§ **ЗАДАНИЯ**
[a] Перескажите отрывок о зимнем вечере в Барнауле в двух предложениях.
[b] Что, согласно отрывку, рассказчица и Анька пили перед выходом из дома, когда мороз прижимал?

§ **ТЕКСТ ДЛЯ ЧТЕНИЯ**
^^^^
Алеся eprst2000 - Было такое...
Потом мы договорились еще раз встретиться, потому что в первый день не все успели. Я шла домой по городу Барнаулу мимо трамвайной остановки «Улица Анатолия». Там частный сектор и иногда лают собаки. У меня была худая шуба из синтетического меха и ботинки на зачем-то высоченных толстых каблуках. У подруги Аньки была похожая шуба. Мы с ней называли их «волосатые халаты». Потому что они не грели совсем. Когда мороз прижимал, то перед выходом из дома мы с Анькой пили аспирин — тогда становилось жарко и можно было перебежками добраться до универа.
Я скользила на высоченных каблуках и кляла мороз. Кляла город Барнаул и вообще весь Алтайский край. И всю Сибирь вместе взятую. И лающих собак на улице Анатолия. И этот проклятый волосатый халат. Почему-то в тот вечер было особенно нестерпимо плохо и обидно. Так плохо, что помню его до сих пор.
^^^^
§ **ИСХОДНЫЕ СТРОКИ**
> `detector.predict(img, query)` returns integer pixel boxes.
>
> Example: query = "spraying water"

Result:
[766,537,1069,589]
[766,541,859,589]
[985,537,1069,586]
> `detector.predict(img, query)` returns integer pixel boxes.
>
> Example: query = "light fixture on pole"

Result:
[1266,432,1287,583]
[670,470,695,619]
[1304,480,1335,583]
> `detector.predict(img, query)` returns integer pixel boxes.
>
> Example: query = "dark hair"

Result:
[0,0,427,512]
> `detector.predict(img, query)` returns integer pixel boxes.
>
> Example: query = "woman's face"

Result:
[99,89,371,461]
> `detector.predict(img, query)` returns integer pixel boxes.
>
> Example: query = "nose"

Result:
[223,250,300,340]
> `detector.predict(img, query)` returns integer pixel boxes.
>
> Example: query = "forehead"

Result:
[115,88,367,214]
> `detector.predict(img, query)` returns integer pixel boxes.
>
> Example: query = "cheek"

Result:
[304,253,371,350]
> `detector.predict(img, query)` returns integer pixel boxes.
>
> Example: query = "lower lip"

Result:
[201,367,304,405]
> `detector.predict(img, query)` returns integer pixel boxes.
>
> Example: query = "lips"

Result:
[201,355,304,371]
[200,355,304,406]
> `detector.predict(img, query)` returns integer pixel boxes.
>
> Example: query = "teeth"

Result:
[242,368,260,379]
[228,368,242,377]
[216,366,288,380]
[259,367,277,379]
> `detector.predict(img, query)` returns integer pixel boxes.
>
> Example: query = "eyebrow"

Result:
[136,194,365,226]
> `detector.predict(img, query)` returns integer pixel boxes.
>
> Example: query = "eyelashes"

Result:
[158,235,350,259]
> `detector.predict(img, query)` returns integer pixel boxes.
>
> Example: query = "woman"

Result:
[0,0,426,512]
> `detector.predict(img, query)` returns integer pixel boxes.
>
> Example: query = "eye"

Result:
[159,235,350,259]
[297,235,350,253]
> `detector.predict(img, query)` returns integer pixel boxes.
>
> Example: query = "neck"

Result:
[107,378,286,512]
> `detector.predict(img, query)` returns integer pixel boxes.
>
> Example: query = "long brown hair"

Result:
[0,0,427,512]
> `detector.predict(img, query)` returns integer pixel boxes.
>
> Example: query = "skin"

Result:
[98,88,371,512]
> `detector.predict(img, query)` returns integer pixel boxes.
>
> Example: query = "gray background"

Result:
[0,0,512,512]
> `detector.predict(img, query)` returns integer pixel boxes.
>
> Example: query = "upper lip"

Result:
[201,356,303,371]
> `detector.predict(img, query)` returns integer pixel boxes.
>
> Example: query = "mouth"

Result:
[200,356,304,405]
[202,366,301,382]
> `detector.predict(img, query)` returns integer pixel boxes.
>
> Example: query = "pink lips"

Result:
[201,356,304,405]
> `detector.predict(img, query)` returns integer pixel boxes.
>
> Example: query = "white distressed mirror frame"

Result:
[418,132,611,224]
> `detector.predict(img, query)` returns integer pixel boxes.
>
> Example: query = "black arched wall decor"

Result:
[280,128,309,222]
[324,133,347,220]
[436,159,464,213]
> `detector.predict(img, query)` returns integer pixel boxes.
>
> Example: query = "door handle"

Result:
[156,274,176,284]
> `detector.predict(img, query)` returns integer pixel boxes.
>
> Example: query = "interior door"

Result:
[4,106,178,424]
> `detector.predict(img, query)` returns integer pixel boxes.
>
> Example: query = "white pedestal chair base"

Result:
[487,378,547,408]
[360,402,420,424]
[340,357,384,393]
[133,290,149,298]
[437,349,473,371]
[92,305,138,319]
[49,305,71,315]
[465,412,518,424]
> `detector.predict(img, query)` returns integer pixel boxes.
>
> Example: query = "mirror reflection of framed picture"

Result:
^^^^
§ **ОТВЕТЫ**
[a] Рассказчица вспоминает, как шла домой по Барнаулу мимо остановки «Улица Анатолия» в худой синтетической шубе, которую они с подругой Анькой звали «волосатым халатом», потому что та совсем не грела, и в ботинках на высоченных каблуках. Скользя на каблуках, она кляла мороз, город, всю Сибирь и свою шубу, а тот вечер был так нестерпимо плох, что она помнит его до сих пор.

[b] Аспирин.